> **Work to complete**
In the news report on officials who missed their Integrity Commission declarations, copy the text from "Another 163 officials" up to and including "Integrity Commission Act.", substituting "state officials" for every "public officials".

> **Document excerpt**
■ ■ ■

Another 163 officials fail to make declarations to Integrity Commission
…GPL, GNBA, GO-Invest, GCAA, GLSC Heads among defaulters
The Integrity Commission has published the names of 163 public officials who failed to make declarations as mandated by Section 19 of the Integrity Commission Act.
The list of delinquent public officials was made public on Saturday in The Official Gazette of Guyana dated March 9, 2019. Among the defaulters on the list are General Manager of the Demerara Harbour Bridge Corporation, Rawlston Adams; Chief Executive Officer of the Georgetown Public Hospital Corporation (GPHC), George Lewis; Director General of Guyana Civil Aviation Authority (GCAA), Egbert Field; CEO of the Guyana Lands and Surveys Commission (GLSC), Trevor Benn; Chairman of the Guyana National Broadcasting Authority (GNBA), Leslie Sobers; General Manager of the Guyana National Newspapers Limited, Sherod Duncan; CEO of the Guyana Office for Investment (GO-Invest), Owen Verwey and CEO of Guyana Power and Light, Albert Gordon among others.

■ ■ ■

> **Input data**
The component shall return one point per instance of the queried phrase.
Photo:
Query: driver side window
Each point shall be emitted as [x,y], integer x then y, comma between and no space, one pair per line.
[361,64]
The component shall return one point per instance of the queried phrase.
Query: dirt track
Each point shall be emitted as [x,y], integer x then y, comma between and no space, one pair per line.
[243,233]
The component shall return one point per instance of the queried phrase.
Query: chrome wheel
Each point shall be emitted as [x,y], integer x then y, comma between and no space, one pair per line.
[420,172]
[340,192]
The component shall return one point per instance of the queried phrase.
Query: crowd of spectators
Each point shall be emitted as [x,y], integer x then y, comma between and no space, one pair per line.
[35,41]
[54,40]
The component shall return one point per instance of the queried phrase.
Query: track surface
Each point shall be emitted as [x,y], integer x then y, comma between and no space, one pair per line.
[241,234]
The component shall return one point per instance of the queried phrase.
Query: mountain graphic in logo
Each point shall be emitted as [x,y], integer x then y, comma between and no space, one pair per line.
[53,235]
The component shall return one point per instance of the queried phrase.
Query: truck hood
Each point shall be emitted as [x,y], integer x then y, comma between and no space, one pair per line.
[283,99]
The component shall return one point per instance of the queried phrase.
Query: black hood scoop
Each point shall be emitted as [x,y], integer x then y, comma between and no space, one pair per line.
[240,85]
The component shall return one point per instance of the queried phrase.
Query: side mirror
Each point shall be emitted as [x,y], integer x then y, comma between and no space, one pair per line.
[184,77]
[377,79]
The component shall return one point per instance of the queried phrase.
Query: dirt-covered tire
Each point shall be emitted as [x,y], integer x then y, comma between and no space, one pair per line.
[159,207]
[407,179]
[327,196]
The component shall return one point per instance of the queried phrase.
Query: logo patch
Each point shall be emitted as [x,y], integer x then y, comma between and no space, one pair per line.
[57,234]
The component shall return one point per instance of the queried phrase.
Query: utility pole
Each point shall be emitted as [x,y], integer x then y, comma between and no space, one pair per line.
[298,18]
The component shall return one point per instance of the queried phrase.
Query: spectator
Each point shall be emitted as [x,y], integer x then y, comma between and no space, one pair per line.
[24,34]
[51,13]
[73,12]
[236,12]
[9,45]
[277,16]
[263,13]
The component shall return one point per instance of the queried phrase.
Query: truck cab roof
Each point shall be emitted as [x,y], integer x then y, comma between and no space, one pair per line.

■ ■ ■

> **Output for this task**
Another 163 officials fail to make declarations to Integrity Commission
…GPL, GNBA, GO-Invest, GCAA, GLSC Heads among defaulters
The Integrity Commission has published the names of 163 state officials who failed to make declarations as mandated by Section 19 of the Integrity Commission Act.